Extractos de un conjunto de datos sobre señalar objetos
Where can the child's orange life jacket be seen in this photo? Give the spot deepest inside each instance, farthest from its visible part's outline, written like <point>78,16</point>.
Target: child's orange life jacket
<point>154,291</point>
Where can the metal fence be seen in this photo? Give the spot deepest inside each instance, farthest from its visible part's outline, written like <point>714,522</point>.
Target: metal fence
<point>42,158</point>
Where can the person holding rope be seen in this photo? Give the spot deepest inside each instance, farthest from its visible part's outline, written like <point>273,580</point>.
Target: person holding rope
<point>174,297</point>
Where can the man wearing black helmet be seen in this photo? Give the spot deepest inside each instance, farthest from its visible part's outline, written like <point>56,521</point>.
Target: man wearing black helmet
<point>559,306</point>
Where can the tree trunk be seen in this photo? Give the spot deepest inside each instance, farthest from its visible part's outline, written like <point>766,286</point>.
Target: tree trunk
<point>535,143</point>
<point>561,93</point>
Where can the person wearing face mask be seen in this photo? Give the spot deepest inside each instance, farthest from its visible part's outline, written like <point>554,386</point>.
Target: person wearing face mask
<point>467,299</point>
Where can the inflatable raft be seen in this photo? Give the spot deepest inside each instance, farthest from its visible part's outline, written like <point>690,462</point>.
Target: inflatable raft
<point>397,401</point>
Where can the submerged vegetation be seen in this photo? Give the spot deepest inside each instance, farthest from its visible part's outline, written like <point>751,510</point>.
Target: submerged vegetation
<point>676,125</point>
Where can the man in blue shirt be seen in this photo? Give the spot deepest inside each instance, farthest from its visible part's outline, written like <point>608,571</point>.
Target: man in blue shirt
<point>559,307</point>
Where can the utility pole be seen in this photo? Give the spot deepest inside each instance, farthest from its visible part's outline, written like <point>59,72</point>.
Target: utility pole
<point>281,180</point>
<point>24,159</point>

**Tu objetivo**
Vuelve a escribir todas las líneas, empezando por la que contiene "Where can the man wearing" y siguiendo hasta la que contiene "<point>397,401</point>", ambas incluidas. Suma 114 a cada coordenada de las respuestas y deja igual cualquier otro número.

**Resultado de la tarea**
Where can the man wearing black helmet be seen in this photo? Give the spot deepest inside each instance, farthest from its visible part's outline, written like <point>56,521</point>.
Target: man wearing black helmet
<point>673,420</point>
Where can the tree trunk be seen in this photo? Give the spot deepest inside each instance, farthest from its visible part's outline, written like <point>766,286</point>.
Target: tree trunk
<point>649,257</point>
<point>675,207</point>
Where can the person wearing face mask be seen in this photo? Give the spot deepest inside each instance, farthest from its visible part's outline, written like <point>554,386</point>.
Target: person wearing face mask
<point>581,413</point>
Where can the inflatable raft be seen in this photo? Give the spot deepest inside each instance, farthest from its visible part's outline, written like <point>690,462</point>.
Target: inflatable raft
<point>511,515</point>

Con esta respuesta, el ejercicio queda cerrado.